> [WHAT IS BEING ASKED] Render every line of the items below as a Markdown table with the columns "Row" and "Line," numbering each row and omitting blank lines. Leave the pictures out of the answer.

> [TASK INPUTS]
--- begin ---

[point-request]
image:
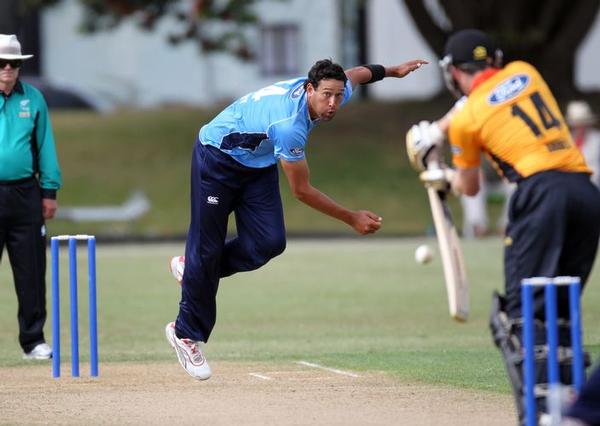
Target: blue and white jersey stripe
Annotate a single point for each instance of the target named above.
(263, 126)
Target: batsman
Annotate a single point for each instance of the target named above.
(509, 114)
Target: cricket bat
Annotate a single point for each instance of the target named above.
(455, 275)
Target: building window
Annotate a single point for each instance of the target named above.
(279, 52)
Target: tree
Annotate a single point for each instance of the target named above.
(196, 18)
(545, 33)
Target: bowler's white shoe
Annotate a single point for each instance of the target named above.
(41, 351)
(177, 266)
(189, 354)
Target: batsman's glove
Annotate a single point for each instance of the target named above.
(421, 139)
(438, 178)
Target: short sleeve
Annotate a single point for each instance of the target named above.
(462, 136)
(288, 141)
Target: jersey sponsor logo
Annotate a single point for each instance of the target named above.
(298, 91)
(508, 89)
(24, 113)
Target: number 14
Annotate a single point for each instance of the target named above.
(548, 119)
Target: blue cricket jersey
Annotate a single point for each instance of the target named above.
(263, 126)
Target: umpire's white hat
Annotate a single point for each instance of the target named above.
(10, 48)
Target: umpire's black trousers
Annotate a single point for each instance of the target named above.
(23, 233)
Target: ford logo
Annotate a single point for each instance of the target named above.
(508, 89)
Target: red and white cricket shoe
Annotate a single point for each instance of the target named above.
(189, 354)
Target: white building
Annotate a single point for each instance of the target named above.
(132, 67)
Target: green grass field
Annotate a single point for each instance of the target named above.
(358, 304)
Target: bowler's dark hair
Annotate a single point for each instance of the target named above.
(325, 69)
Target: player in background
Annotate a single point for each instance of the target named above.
(234, 169)
(510, 114)
(582, 122)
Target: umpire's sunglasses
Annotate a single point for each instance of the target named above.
(14, 63)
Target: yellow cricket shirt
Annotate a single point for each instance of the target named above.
(513, 118)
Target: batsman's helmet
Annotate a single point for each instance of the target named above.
(471, 50)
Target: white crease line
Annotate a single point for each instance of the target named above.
(260, 376)
(333, 370)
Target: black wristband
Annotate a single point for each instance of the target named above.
(377, 72)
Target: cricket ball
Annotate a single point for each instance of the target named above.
(423, 254)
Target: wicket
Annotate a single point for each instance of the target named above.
(93, 327)
(550, 288)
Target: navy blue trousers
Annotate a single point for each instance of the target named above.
(22, 232)
(553, 230)
(221, 186)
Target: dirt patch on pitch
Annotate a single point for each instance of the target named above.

--- end ---

> [RESULT OF THE TASK]
| Row | Line |
|---|---|
| 1 | [point-request] |
| 2 | image: |
| 3 | Target: blue and white jersey stripe |
| 4 | Annotate a single point for each instance of the target named above. |
| 5 | (263, 126) |
| 6 | Target: batsman |
| 7 | Annotate a single point for each instance of the target named above. |
| 8 | (509, 114) |
| 9 | Target: cricket bat |
| 10 | Annotate a single point for each instance of the target named above. |
| 11 | (455, 275) |
| 12 | Target: building window |
| 13 | Annotate a single point for each instance of the target named above. |
| 14 | (279, 52) |
| 15 | Target: tree |
| 16 | Annotate a single point for each instance of the target named above. |
| 17 | (196, 18) |
| 18 | (545, 33) |
| 19 | Target: bowler's white shoe |
| 20 | Annotate a single point for each instance of the target named above. |
| 21 | (41, 351) |
| 22 | (177, 266) |
| 23 | (189, 354) |
| 24 | Target: batsman's glove |
| 25 | Annotate a single point for each instance of the target named above. |
| 26 | (421, 139) |
| 27 | (438, 178) |
| 28 | Target: short sleeve |
| 29 | Annotate a single point for each instance of the target named above. |
| 30 | (462, 136) |
| 31 | (288, 141) |
| 32 | Target: jersey sponsor logo |
| 33 | Annotate a single point for each instance of the target named above. |
| 34 | (298, 91) |
| 35 | (508, 89) |
| 36 | (24, 113) |
| 37 | Target: number 14 |
| 38 | Annotate a single point for each instance of the target named above. |
| 39 | (548, 119) |
| 40 | Target: blue cricket jersey |
| 41 | Annotate a single point for each instance of the target named above. |
| 42 | (263, 126) |
| 43 | Target: umpire's white hat |
| 44 | Annotate a single point for each instance of the target named above. |
| 45 | (10, 48) |
| 46 | Target: umpire's black trousers |
| 47 | Annotate a single point for each instance of the target named above. |
| 48 | (23, 233) |
| 49 | Target: ford logo |
| 50 | Annotate a single point for each instance of the target named above. |
| 51 | (508, 89) |
| 52 | Target: red and white cricket shoe |
| 53 | Annotate a single point for each instance of the target named above. |
| 54 | (189, 354) |
| 55 | Target: white building |
| 56 | Annotate a single point for each instance of the target named above. |
| 57 | (132, 67) |
| 58 | Target: green grass field |
| 59 | Annotate a single point for each instance of the target named above. |
| 60 | (358, 304) |
| 61 | Target: bowler's dark hair |
| 62 | Annotate a single point for each instance of the target named above. |
| 63 | (325, 69) |
| 64 | Target: player in background |
| 65 | Annotate a single point for each instance of the target named above. |
| 66 | (234, 169) |
| 67 | (510, 114) |
| 68 | (582, 122) |
| 69 | Target: umpire's sunglasses |
| 70 | Annotate a single point for each instance of the target named above. |
| 71 | (14, 63) |
| 72 | Target: yellow cricket shirt |
| 73 | Annotate a single point for each instance of the target named above. |
| 74 | (513, 118) |
| 75 | Target: batsman's helmet |
| 76 | Annotate a single point for each instance of the target named above. |
| 77 | (471, 50) |
| 78 | Target: white crease line |
| 79 | Annotate a single point for each instance of the target named above. |
| 80 | (260, 376) |
| 81 | (333, 370) |
| 82 | Target: black wristband |
| 83 | Annotate a single point for each instance of the target named above. |
| 84 | (377, 72) |
| 85 | Target: cricket ball |
| 86 | Annotate a single point for each instance of the target named above. |
| 87 | (423, 254) |
| 88 | Target: wicket |
| 89 | Annotate a single point for each instance of the target named above. |
| 90 | (93, 327) |
| 91 | (550, 288) |
| 92 | Target: navy blue trousers |
| 93 | Annotate a single point for each instance of the target named above. |
| 94 | (22, 232) |
| 95 | (553, 230) |
| 96 | (221, 186) |
| 97 | Target: dirt patch on pitch |
| 98 | Annotate a single point for each instance of the target named above. |